_Working data_

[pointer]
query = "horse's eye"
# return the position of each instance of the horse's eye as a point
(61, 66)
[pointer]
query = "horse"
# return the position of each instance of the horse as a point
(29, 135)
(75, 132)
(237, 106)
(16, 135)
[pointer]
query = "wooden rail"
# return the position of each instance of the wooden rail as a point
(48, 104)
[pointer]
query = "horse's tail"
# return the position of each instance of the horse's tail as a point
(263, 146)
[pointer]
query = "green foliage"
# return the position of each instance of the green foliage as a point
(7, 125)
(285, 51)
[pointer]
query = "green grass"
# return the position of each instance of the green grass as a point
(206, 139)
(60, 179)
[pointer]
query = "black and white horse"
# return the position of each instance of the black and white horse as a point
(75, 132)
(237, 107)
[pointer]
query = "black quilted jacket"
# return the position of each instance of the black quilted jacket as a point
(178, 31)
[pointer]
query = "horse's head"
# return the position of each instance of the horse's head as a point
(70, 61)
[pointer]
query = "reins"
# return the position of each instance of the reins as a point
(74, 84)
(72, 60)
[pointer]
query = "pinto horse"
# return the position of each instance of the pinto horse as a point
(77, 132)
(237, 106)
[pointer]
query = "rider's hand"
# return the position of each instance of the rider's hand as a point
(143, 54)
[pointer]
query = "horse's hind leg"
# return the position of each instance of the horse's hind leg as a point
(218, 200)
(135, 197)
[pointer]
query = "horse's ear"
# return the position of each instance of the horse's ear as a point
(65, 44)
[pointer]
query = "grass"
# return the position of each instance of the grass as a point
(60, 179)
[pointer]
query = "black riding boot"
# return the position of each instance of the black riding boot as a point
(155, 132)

_The request_
Please set down each line of the records exactly as given.

_Complete output_
[pointer]
query = "horse's eye"
# return the position of each instance of the horse's eye as a point
(61, 66)
[pointer]
query = "horse"
# return the position of each instance of the horse as a point
(29, 135)
(75, 132)
(237, 106)
(16, 135)
[pointer]
query = "wooden rail"
# return the position of each instance of the wooden rail as a point
(48, 104)
[pointer]
query = "horse's tail"
# return the position of each instance of the horse's tail as a point
(263, 146)
[pointer]
query = "green foliage"
# return the position of each instance of the green foliage as a point
(7, 125)
(285, 51)
[pointer]
query = "green grass"
# return the position of each instance of the green grass as a point
(206, 139)
(60, 179)
[pointer]
query = "black and white horse"
# return the position of each instance of the black and white horse as a point
(75, 132)
(237, 107)
[pointer]
query = "black quilted jacket"
# return the position of each instance of the black quilted jacket as a point
(178, 31)
[pointer]
query = "horse's head"
# return the position of each instance of the horse's head as a point
(70, 61)
[pointer]
query = "reins"
# return the position of each instance of the reins as a point
(74, 84)
(72, 60)
[pointer]
query = "pinto horse"
# return the position of each instance of the pinto horse as a point
(77, 132)
(237, 106)
[pointer]
query = "rider's hand"
# return the position of each instance of the rider's hand as a point
(143, 54)
[pointer]
query = "horse's hind leg"
# return the position of each instance of the horse's hind leg as a point
(218, 200)
(135, 197)
[pointer]
query = "horse's ear"
# return the position of each instance of the horse's ear as a point
(65, 44)
[pointer]
query = "grass"
# return the position of each instance of the grass as a point
(60, 179)
[pointer]
query = "black riding boot"
# return the position of each instance of the black riding boot as a point
(155, 132)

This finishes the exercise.